Document:
AI Limos/Isima✯

Access Point✯

URL: https://ia.limos.fr

Services✯

Chat - Chat with language models
RAG - Retrieval-Augmented Generation for querying your documents
API - Programmatic access to language models

Current Models✯

dev-model: Focused on development tasks and agentic workflows general: General-purpose model for classic chat tasks with reasoning general_nothink: Variant of general without reasoning capabilities

Model	Tokens	Params	Active	Aliases	Capabilities
MiniMax-M2.7	196608	230B	10B	dev-model	Chat, Agentic
Mistral-Small4	262144	119B	6.5B	general, general_nothink	Chat, Agentic, VL (img)
bge-m3	8192	1B		embedding	Embedding

Hardware✯

4x H100 (90GB RAM each) = 360GB total
1x H200 (140GB RAM)

Goal:
Answer these questions about the AI Limos/Isima page:
1. What URL is given for the access point?
2. How many tokens does the bge-m3 model support?
3. How much RAM does the H200 have?

Raw records:
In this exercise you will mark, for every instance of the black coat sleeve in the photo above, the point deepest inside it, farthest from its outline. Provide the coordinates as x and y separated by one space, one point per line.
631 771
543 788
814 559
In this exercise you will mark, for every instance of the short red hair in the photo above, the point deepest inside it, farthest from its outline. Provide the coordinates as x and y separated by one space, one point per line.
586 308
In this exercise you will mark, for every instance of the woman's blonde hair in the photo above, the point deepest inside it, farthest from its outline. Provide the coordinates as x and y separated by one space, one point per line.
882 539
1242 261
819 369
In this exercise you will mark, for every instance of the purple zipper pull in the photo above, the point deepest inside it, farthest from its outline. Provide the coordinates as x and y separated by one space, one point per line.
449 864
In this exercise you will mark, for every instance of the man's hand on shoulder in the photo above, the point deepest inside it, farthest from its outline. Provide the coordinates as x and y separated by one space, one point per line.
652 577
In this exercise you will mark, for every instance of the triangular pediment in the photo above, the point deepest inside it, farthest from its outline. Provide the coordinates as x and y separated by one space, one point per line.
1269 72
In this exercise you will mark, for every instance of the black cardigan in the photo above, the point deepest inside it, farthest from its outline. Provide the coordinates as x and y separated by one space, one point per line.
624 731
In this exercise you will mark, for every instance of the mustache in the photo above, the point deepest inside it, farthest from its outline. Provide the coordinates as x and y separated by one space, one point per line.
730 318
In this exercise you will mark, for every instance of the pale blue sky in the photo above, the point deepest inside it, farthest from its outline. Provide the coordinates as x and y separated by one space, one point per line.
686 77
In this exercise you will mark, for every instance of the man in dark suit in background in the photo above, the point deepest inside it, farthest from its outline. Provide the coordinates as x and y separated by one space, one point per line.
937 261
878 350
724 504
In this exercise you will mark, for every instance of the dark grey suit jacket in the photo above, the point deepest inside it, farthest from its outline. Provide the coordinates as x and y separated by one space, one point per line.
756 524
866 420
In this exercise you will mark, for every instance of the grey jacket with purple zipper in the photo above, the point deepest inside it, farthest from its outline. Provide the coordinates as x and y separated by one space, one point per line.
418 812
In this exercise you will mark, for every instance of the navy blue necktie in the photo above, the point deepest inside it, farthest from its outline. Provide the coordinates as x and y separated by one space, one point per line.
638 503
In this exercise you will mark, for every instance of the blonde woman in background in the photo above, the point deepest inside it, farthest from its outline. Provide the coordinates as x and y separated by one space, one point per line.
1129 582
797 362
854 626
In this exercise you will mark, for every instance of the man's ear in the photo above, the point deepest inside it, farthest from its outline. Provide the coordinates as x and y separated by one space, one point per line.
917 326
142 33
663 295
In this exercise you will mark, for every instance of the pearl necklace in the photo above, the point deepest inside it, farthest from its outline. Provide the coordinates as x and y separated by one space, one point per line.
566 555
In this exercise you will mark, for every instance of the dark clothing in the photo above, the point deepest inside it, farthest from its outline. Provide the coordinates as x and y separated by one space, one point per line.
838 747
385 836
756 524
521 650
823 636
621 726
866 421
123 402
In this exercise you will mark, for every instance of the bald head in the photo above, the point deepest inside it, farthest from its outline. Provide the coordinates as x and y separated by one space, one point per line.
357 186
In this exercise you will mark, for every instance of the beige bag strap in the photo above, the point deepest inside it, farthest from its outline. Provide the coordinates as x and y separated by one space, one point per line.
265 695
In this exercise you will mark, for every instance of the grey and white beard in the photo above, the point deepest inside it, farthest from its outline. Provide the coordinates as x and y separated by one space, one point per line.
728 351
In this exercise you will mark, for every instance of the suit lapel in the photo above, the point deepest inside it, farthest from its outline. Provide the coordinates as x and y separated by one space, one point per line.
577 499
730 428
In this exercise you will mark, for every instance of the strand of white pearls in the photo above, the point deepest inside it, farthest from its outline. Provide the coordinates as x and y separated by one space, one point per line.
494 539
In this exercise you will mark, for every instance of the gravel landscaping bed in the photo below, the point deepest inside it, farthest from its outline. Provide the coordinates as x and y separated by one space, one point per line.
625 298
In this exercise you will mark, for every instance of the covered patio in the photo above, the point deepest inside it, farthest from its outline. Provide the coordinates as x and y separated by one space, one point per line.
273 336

Expected output:
1. https://ia.limos.fr
2. 8192
3. 140GB